What to produce:
Print the entries below word for word, starting at the line that contains "Where can the woman in black" and continuing through the final entry.
==== The data
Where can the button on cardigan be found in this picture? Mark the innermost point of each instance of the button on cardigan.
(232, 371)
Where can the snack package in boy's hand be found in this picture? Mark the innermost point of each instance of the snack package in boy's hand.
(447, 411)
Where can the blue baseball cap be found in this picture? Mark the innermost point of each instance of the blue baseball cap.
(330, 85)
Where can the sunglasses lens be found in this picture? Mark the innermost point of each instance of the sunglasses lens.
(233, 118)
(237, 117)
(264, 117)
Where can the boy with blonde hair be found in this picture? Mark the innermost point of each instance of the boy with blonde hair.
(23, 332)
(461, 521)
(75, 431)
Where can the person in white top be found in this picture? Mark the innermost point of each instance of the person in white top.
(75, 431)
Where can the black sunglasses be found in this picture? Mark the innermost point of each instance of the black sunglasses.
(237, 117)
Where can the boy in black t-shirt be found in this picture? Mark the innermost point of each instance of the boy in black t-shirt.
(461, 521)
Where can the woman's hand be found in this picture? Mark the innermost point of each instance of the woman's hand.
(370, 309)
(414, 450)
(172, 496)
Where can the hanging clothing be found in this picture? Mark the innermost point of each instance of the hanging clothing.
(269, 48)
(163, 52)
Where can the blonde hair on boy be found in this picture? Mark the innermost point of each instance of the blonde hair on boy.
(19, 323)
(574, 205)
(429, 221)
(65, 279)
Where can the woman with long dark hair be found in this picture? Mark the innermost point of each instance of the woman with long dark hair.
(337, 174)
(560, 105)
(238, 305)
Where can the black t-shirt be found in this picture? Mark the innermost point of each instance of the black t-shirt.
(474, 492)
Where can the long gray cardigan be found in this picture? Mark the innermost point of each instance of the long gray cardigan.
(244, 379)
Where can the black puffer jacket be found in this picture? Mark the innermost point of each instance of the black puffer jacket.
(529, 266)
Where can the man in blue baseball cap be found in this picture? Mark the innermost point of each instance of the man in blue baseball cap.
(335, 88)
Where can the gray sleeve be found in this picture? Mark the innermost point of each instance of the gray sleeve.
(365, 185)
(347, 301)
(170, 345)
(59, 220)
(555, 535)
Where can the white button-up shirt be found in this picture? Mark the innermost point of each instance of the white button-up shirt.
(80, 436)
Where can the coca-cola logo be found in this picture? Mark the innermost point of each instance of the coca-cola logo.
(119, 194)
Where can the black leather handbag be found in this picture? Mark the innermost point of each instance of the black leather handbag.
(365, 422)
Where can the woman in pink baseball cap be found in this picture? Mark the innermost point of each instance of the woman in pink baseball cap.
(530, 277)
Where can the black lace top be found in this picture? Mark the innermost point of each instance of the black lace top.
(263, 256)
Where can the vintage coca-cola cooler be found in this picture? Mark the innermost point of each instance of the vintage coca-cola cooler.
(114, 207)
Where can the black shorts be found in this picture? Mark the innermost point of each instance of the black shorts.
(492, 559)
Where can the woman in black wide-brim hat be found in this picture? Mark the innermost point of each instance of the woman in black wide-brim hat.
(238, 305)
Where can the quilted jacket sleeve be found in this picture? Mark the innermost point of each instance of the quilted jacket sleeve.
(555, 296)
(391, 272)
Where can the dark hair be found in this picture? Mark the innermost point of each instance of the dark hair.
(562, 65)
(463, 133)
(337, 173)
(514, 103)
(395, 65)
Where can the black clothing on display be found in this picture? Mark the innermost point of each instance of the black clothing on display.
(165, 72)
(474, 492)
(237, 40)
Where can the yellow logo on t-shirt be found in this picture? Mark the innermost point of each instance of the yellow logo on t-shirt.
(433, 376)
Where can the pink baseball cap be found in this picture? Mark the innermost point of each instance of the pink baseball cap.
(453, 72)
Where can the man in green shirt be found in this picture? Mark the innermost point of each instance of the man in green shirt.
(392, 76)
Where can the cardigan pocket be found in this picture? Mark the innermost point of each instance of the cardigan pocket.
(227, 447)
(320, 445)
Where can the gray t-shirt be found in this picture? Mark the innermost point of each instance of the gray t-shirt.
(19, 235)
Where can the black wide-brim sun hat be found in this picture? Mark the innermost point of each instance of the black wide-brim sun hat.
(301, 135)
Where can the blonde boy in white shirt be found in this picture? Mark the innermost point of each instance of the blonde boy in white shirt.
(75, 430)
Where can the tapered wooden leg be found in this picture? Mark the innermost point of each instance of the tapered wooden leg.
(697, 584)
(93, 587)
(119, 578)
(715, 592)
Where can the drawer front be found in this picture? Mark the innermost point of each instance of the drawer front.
========
Output of the task:
Where can the woman in black wide-brim hat be found in this picture? Mark the innermost point of each instance of the woman in black wide-brim hat.
(238, 305)
Where can the quilted jacket sleeve be found in this picture? Mark the innermost point of each instance of the quilted jacket sleeve.
(555, 296)
(391, 272)
Where can the dark hair be found in this picture? Mark the innermost point of each instance of the dark hair.
(562, 65)
(463, 133)
(337, 173)
(514, 103)
(395, 65)
Where can the black clothing on display be found in this picture? Mark the innermost point of each instance of the black clothing on display.
(165, 72)
(474, 492)
(237, 40)
Where can the yellow logo on t-shirt be found in this picture? Mark the innermost point of each instance of the yellow logo on t-shirt.
(433, 376)
Where can the pink baseball cap be found in this picture? Mark the innermost point of each instance of the pink baseball cap.
(453, 72)
Where can the man in green shirt be found in this picture? Mark the innermost point of each instance of the man in green shirt.
(392, 76)
Where can the cardigan pocket be found in this picture? Mark the innermost point of each instance of the cardigan pocket.
(227, 447)
(320, 445)
Where can the gray t-shirt be found in this picture? Mark the innermost point of each instance of the gray t-shirt.
(19, 235)
Where can the black wide-brim sun hat be found in this picture? Mark the innermost point of each instance of the black wide-brim sun hat.
(301, 135)
Where can the blonde boy in white shirt be found in this picture? Mark the innermost point of each instance of the blonde boy in white shirt.
(75, 430)
Where can the tapered wooden leg be found in this picture? Mark the innermost point of each instance of the tapered wooden leg.
(697, 584)
(93, 587)
(119, 578)
(715, 592)
Where can the drawer front be found in this picture? Mark the innermost point of each instance of the drawer front.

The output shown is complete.